— start DATA RECORDS —

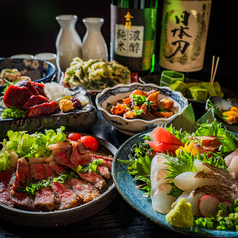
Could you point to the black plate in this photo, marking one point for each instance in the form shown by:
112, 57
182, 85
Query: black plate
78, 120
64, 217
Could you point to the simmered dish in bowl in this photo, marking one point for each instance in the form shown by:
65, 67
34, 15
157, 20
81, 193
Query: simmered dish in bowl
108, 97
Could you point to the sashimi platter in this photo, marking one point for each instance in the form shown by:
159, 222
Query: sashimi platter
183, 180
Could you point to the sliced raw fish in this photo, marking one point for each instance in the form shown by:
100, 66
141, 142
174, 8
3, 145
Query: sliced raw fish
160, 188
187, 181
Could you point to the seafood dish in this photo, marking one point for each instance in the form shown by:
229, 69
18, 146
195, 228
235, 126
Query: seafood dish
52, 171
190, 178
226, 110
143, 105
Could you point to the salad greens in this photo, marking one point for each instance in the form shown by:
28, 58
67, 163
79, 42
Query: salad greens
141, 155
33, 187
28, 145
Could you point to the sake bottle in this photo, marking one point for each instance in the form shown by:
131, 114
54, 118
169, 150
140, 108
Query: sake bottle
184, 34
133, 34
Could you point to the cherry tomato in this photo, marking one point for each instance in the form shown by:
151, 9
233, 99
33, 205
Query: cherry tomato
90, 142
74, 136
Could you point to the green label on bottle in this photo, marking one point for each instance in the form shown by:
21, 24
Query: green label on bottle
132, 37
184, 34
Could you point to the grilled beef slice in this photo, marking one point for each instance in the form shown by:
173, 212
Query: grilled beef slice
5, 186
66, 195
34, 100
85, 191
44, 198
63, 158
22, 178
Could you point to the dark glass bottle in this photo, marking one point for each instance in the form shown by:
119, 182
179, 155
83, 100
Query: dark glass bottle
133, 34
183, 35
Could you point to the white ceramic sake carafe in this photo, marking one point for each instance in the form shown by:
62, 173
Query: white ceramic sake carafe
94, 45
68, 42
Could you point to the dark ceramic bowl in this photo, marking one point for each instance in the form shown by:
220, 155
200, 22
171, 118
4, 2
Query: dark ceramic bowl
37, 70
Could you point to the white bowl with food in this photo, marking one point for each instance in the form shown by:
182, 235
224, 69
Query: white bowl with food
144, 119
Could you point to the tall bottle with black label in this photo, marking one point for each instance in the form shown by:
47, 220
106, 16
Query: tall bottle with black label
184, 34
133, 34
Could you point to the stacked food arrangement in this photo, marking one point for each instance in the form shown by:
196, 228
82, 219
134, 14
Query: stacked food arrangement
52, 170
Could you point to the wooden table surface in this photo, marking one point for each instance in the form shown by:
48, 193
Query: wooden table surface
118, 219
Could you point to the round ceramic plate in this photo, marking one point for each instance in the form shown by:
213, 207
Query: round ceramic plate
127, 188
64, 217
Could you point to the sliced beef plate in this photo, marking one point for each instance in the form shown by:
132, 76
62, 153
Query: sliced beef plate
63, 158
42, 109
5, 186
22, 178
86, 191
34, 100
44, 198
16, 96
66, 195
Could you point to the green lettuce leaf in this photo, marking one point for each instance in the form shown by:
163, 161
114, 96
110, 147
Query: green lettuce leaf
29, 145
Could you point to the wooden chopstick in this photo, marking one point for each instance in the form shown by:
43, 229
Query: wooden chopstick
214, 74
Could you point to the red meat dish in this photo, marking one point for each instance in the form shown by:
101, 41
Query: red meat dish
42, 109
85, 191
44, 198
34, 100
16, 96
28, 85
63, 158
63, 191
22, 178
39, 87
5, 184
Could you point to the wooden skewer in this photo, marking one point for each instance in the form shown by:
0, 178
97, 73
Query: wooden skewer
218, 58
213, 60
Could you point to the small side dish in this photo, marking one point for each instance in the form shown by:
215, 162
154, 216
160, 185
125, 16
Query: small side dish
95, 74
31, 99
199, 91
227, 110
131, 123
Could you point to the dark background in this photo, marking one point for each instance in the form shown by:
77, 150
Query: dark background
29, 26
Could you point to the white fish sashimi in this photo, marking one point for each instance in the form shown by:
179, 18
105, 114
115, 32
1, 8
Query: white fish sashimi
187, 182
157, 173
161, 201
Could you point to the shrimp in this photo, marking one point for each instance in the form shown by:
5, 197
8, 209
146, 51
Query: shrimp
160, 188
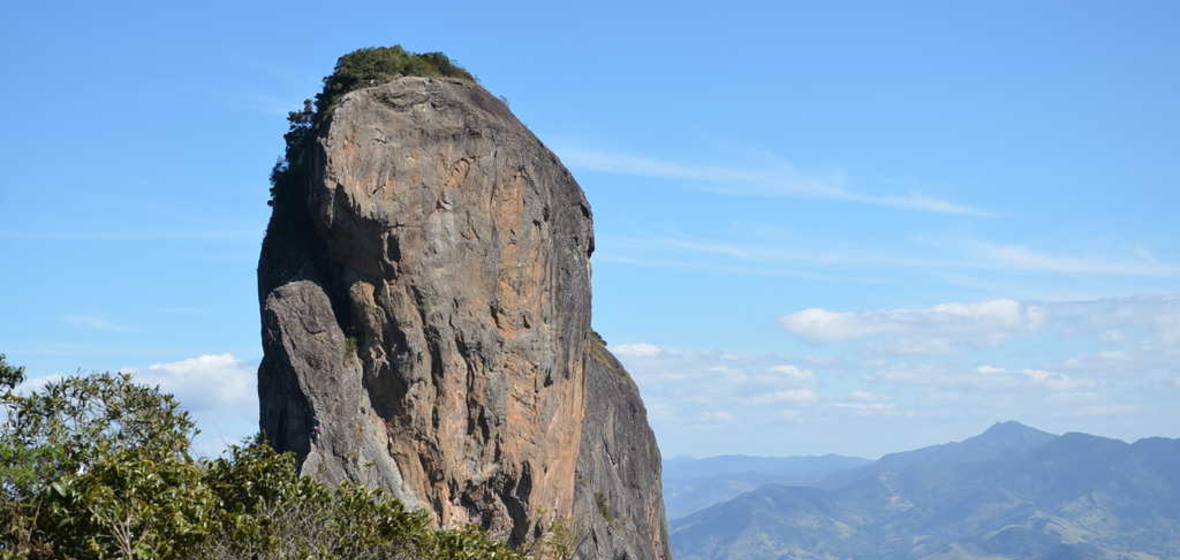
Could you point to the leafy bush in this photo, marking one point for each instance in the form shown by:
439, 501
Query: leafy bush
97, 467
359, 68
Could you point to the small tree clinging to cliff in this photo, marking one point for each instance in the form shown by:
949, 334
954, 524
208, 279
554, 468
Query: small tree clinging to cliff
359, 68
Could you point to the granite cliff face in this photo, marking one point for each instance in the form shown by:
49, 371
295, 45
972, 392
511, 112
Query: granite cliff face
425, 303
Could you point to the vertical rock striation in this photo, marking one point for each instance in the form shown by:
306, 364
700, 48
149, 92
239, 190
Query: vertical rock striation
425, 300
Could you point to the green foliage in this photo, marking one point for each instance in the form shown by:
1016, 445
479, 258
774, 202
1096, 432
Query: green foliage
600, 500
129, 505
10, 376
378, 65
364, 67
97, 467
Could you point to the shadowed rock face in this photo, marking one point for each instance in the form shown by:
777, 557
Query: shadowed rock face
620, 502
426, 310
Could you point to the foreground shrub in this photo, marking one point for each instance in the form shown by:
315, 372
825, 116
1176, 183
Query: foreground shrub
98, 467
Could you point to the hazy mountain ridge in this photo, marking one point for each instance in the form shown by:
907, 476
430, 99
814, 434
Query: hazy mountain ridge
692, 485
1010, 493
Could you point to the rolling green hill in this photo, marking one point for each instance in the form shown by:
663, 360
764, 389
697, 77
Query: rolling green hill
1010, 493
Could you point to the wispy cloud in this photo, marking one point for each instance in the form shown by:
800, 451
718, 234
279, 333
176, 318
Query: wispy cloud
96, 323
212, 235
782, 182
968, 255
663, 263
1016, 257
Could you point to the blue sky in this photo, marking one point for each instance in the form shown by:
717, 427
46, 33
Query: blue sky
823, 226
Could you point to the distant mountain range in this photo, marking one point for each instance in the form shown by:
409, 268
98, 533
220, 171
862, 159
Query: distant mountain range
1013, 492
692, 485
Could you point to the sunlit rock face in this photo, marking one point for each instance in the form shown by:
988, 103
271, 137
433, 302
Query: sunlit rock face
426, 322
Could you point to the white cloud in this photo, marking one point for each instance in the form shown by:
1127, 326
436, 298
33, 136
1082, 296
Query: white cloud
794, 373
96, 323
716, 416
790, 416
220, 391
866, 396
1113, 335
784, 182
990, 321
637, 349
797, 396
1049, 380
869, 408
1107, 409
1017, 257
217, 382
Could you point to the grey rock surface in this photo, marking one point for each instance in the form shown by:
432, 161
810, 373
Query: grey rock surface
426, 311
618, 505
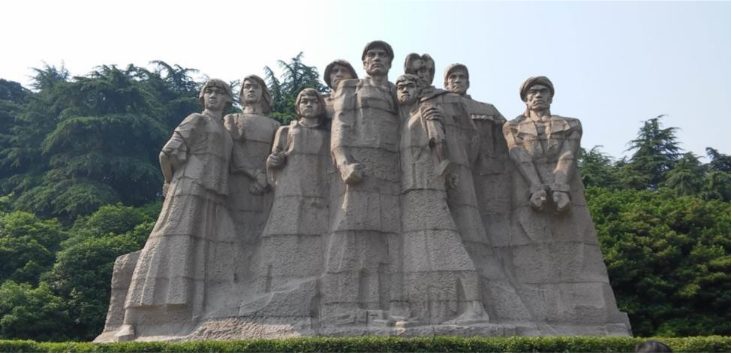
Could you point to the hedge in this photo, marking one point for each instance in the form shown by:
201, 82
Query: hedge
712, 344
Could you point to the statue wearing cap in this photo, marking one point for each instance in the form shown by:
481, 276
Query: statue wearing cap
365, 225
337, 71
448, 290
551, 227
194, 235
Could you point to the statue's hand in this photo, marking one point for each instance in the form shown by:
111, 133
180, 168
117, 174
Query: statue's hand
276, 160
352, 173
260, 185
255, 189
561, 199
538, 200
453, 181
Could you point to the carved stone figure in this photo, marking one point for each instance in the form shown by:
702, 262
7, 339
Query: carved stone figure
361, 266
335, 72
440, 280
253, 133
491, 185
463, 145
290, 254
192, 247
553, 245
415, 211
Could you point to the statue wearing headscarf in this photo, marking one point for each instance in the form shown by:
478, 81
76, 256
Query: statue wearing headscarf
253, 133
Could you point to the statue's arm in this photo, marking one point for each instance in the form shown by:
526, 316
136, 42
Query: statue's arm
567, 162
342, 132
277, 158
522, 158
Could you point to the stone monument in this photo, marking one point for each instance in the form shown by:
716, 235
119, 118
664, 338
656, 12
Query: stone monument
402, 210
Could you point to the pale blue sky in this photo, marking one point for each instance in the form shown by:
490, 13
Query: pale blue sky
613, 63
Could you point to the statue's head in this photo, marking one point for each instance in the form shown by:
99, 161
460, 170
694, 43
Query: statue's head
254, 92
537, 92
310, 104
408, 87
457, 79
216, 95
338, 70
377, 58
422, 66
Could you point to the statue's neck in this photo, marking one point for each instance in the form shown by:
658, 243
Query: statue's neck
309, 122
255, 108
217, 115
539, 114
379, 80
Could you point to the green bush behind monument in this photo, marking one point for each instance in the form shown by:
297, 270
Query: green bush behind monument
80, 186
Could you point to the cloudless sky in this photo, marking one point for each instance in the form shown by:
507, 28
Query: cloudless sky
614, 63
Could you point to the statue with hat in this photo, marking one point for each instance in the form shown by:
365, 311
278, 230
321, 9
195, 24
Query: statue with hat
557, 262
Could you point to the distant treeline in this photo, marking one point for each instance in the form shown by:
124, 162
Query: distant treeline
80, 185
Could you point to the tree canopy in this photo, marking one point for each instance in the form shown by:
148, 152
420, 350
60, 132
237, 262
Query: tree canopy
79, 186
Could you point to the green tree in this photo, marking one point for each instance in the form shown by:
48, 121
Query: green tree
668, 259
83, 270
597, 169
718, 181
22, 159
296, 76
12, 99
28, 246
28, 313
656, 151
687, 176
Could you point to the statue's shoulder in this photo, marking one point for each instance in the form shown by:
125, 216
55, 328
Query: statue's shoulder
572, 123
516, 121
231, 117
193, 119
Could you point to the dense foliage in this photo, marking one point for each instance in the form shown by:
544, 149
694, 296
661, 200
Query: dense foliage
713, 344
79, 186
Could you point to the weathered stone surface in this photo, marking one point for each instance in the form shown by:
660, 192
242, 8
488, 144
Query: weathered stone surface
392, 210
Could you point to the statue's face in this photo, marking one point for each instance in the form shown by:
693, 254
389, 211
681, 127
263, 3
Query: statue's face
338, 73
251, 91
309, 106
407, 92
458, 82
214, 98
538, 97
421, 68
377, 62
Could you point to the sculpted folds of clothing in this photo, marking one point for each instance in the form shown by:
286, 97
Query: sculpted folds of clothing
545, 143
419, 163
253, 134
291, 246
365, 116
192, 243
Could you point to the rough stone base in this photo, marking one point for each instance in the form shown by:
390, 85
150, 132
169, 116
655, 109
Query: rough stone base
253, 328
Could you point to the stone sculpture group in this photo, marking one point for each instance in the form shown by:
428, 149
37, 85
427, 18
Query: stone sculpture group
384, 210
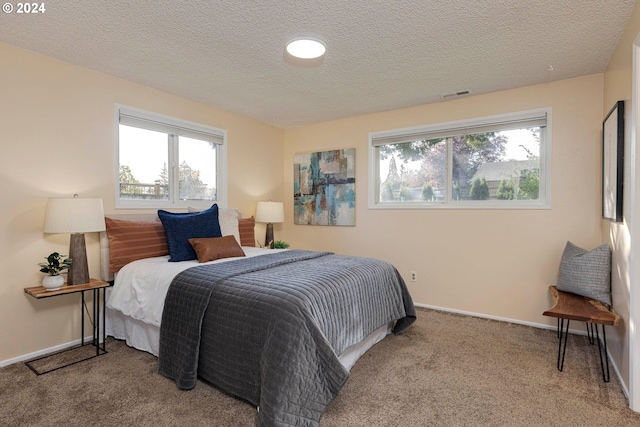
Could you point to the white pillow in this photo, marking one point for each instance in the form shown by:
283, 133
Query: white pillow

— end DATA RECORDS —

Write out the lines of the material from the one containing "Could you point to the sculpted" through the last, exactly and only those. Leave every picture out.

Could you point to the sculpted folds of clothing in this photo, marking one point for each instance in the form shown by:
286, 97
Query: sculpted folds of clothing
545, 143
419, 163
253, 134
291, 246
365, 116
192, 243
Could you point to the rough stone base in this photo, marking one point for each instance in the form shown by:
390, 85
150, 132
169, 116
655, 109
Query: rough stone base
253, 328
Could you point to the stone sculpture group in this photo, marking one point for each instance in the form shown by:
428, 149
37, 85
427, 18
Query: stone sculpture group
384, 210
Could you point to the white pillow in this photo, marking one point for each instance in the form shown by:
283, 133
Query: white pillow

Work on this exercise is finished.